-- start Working data --
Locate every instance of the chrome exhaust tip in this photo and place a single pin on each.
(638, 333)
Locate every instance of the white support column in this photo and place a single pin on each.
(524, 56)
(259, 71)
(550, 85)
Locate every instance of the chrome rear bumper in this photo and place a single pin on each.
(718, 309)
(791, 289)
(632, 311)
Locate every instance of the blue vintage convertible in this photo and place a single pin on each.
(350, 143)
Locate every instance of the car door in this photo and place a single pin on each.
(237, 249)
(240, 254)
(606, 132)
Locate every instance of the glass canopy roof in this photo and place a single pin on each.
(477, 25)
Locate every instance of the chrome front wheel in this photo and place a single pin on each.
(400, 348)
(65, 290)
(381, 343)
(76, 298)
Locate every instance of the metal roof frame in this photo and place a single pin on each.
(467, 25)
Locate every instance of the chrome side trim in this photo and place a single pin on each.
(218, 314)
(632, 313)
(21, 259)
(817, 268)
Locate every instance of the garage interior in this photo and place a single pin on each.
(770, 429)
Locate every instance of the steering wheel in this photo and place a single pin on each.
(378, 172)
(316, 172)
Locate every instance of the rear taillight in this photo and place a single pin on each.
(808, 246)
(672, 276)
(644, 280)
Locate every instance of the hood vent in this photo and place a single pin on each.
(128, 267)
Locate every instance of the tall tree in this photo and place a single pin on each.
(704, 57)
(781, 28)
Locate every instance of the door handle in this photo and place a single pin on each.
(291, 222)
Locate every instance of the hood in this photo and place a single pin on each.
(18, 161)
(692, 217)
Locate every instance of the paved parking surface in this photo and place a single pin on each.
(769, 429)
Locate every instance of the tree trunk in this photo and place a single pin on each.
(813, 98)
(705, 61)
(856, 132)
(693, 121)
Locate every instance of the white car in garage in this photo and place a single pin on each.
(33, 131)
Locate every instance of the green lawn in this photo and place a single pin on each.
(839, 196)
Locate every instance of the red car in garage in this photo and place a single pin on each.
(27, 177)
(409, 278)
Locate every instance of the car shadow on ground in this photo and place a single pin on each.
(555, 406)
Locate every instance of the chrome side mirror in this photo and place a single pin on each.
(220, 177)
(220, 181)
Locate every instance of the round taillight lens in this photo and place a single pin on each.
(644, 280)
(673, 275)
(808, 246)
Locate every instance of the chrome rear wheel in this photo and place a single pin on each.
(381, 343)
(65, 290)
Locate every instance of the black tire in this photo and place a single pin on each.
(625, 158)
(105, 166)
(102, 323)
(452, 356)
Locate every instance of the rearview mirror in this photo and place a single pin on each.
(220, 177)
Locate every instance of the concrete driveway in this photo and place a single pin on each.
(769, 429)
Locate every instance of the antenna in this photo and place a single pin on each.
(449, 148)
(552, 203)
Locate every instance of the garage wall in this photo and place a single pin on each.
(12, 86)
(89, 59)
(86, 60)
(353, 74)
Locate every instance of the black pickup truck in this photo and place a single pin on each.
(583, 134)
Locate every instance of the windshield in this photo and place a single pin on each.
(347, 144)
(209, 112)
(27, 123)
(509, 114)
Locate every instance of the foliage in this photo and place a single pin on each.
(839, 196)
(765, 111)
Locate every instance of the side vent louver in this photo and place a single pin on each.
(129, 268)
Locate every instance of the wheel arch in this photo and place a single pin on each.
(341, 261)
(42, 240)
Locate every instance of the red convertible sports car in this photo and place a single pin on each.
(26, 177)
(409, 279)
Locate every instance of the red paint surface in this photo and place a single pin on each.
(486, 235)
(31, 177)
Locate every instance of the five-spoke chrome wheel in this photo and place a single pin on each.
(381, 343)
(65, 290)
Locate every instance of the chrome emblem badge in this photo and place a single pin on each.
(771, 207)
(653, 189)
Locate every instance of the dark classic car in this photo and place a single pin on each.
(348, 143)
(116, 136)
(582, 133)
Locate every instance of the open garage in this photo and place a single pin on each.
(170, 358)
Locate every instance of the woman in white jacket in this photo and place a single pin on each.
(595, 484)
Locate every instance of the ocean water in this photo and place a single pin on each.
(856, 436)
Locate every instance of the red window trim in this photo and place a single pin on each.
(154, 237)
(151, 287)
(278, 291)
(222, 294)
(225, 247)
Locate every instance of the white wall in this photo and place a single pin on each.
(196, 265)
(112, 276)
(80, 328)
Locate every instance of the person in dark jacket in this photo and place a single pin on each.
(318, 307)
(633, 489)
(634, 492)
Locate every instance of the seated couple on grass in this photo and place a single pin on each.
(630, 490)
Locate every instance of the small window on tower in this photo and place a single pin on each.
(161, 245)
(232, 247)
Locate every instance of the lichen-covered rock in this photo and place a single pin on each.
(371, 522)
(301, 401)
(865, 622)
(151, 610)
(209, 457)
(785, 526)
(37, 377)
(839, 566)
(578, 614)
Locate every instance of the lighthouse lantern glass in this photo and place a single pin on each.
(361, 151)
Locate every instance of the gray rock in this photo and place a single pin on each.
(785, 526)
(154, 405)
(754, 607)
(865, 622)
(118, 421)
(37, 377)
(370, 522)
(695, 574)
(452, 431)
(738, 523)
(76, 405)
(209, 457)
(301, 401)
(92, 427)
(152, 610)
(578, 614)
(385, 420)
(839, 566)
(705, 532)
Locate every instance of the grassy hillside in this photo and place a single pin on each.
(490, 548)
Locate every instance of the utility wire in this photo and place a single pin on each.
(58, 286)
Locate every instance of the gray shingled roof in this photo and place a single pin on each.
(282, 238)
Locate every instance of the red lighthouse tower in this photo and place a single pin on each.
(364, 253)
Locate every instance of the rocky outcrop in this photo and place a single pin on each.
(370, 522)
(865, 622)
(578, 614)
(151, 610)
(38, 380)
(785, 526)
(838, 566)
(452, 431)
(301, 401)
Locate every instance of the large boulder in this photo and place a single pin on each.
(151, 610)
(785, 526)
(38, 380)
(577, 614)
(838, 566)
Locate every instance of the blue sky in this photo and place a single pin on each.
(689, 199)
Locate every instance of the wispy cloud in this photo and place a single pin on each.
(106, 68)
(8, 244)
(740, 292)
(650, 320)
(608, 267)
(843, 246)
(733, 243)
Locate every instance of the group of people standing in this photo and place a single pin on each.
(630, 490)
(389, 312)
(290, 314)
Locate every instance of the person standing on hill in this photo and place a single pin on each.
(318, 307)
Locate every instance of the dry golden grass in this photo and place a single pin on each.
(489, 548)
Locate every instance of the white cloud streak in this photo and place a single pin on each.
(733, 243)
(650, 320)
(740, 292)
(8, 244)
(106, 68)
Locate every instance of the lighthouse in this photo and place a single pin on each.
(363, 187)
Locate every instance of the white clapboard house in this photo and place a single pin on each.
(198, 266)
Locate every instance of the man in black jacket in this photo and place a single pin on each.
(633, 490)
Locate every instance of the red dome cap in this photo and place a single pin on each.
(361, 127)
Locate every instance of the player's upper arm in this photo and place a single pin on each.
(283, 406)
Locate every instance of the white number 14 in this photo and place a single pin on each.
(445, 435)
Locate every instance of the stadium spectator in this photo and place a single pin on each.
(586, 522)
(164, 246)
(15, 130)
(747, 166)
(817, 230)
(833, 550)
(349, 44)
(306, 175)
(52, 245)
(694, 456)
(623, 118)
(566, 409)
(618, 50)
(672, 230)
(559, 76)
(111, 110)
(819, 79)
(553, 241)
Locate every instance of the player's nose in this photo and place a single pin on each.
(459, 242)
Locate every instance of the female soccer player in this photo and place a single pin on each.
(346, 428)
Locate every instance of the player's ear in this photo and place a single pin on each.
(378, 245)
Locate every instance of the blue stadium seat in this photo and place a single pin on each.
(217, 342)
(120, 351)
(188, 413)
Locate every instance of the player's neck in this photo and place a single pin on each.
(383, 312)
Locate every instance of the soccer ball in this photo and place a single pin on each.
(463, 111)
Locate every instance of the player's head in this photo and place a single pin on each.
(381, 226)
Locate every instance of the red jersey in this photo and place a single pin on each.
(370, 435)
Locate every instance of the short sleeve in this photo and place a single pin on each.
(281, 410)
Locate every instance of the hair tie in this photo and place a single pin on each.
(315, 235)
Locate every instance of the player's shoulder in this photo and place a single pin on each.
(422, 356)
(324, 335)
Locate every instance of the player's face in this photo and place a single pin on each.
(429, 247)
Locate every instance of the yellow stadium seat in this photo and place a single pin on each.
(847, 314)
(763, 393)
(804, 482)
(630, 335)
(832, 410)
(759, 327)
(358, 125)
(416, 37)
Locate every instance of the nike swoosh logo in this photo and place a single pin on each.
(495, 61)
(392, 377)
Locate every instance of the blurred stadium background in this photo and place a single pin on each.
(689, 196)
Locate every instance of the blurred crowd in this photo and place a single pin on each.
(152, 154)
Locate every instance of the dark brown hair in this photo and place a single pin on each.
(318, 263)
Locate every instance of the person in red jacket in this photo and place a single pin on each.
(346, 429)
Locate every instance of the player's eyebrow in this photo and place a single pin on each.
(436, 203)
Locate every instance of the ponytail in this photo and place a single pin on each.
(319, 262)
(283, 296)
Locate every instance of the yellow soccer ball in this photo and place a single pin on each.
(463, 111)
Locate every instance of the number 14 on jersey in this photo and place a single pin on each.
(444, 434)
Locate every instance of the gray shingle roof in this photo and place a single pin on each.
-- end Working data --
| Exercise prompt |
Only the lines from the one containing "Locate every instance of the dark brown" to the end of the data should be printed, exactly as they stand.

| Exercise answer |
Locate every instance of the dark brown hair in this photo and place a single pin on each.
(318, 263)
Locate every instance of the person in red jacket in this photo and place a single pin on each.
(346, 429)
Locate every instance of the player's eyebrow in this photo and place a single pin on each.
(436, 203)
Locate every instance of the ponytail in this photo and place a single pin on each.
(319, 262)
(283, 296)
Locate every instance of the yellow soccer ball in this photo and place a single pin on each.
(463, 111)
Locate every instance of the number 14 on jersey in this photo and place a single pin on each.
(444, 434)
Locate every instance of the gray shingle roof in this photo and place a single pin on each.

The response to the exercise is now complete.